Challenge: Copy out the full passage on the 1992 nomination acceptance speeches word for word, including its byline.

Passage provided:

★ ★ ★ ★ ★

By Jacob S. Hacker
My opponent says America is a nation in decline. Of our economy, he says we are somewhere on the list beneath Germany, heading south toward Sri Lanka. Well, don’t let anyone tell you that America is second-rate, especially somebody running for President.
Maybe he hasn’t heard that we are still the world’s largest economy. No other nation sells more outside its borders. The Germans, the British, the Japanese can’t touch the productivity of you, the American worker and the American farmer. My opponent won’t mention that. He won’t remind you that interest rates are the lowest they’ve been in 20 years, and millions of Americans have refinanced their homes. You just won’t hear that inflation, the thief of the middle class, has been locked in a maximum security prison…
Now, I know that Americans are uneasy today. There is anxious talk around our kitchen tables. But from where I stand, I see not America’s sunset but a sunrise.
The world changes for which we’ve sacrificed for a generation have finally come to pass, and with them a rare and unprecedented opportunity to pass the sweet cup of prosperity around our American table.
Sounds pretty optimistic to me. Only this was George H. W. Bush, accepting the Republican nomination in 1992. Meanwhile, Bill Clinton was feeling America’s pain: “Tonight 10 million of our fellow Americans are out of work,” he said in his acceptance speech.
Tens of millions more work harder for lower pay. The incumbent President says unemployment always goes up a little before a recovery begins, but unemployment only has to go up by one more person before a real recovery can begin. And Mr. President, you are that man.
A great passage capped with humor, but hardly devoid of gloom.

★ ★ ★ ★ ★

[Listing from a point labeling set]
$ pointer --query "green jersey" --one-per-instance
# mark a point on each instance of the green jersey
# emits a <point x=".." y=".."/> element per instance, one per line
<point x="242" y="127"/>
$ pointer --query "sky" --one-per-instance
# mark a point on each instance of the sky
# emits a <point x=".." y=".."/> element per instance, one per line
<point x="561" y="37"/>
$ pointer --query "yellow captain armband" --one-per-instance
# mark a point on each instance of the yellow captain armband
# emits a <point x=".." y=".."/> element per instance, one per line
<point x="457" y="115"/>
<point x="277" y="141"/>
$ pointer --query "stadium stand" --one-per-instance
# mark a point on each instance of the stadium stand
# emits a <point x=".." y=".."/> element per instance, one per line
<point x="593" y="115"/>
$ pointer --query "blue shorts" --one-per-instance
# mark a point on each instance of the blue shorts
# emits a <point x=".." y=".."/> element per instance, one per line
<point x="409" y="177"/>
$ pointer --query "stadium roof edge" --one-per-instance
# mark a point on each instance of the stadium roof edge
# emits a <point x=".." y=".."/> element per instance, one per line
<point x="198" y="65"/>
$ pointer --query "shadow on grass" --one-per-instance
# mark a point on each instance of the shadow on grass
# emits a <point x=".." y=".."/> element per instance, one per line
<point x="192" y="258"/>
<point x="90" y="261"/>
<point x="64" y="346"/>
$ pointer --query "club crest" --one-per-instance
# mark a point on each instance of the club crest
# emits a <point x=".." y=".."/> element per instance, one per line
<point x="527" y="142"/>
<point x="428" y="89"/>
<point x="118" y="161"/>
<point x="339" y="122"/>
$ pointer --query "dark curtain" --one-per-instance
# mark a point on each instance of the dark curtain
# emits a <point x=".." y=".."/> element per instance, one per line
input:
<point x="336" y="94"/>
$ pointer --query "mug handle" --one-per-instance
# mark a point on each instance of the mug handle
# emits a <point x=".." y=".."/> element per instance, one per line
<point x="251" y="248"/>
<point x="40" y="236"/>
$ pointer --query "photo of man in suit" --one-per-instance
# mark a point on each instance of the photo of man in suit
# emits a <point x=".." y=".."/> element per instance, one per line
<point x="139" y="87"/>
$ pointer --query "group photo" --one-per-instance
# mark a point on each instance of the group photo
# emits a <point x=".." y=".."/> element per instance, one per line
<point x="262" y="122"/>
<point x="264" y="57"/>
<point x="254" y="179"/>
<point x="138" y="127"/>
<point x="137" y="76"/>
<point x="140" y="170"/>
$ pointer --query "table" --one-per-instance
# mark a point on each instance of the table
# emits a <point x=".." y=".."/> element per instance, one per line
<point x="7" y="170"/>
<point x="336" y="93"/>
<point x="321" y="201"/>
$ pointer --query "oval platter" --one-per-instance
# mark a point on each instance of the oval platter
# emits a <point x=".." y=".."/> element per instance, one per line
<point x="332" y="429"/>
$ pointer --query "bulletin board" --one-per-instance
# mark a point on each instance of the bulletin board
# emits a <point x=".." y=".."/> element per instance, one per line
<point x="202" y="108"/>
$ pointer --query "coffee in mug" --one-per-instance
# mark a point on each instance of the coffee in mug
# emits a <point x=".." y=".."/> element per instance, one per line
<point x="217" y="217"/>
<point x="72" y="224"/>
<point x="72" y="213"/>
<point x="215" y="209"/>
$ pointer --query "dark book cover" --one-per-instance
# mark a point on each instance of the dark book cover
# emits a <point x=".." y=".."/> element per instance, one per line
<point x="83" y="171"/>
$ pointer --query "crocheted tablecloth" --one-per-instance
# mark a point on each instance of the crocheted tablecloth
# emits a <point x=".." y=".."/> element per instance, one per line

★ ★ ★ ★ ★

Response to the exercise:
By Jacob S. Hacker
My opponent says America is a nation in decline. Of our economy, he says we are somewhere on the list beneath Germany, heading south toward Sri Lanka. Well, don’t let anyone tell you that America is second-rate, especially somebody running for President.
Maybe he hasn’t heard that we are still the world’s largest economy. No other nation sells more outside its borders. The Germans, the British, the Japanese can’t touch the productivity of you, the American worker and the American farmer. My opponent won’t mention that. He won’t remind you that interest rates are the lowest they’ve been in 20 years, and millions of Americans have refinanced their homes. You just won’t hear that inflation, the thief of the middle class, has been locked in a maximum security prison…
Now, I know that Americans are uneasy today. There is anxious talk around our kitchen tables. But from where I stand, I see not America’s sunset but a sunrise.
The world changes for which we’ve sacrificed for a generation have finally come to pass, and with them a rare and unprecedented opportunity to pass the sweet cup of prosperity around our American table.
Sounds pretty optimistic to me. Only this was George H. W. Bush, accepting the Republican nomination in 1992. Meanwhile, Bill Clinton was feeling America’s pain: “Tonight 10 million of our fellow Americans are out of work,” he said in his acceptance speech.
Tens of millions more work harder for lower pay. The incumbent President says unemployment always goes up a little before a recovery begins, but unemployment only has to go up by one more person before a real recovery can begin. And Mr. President, you are that man.
A great passage capped with humor, but hardly devoid of gloom.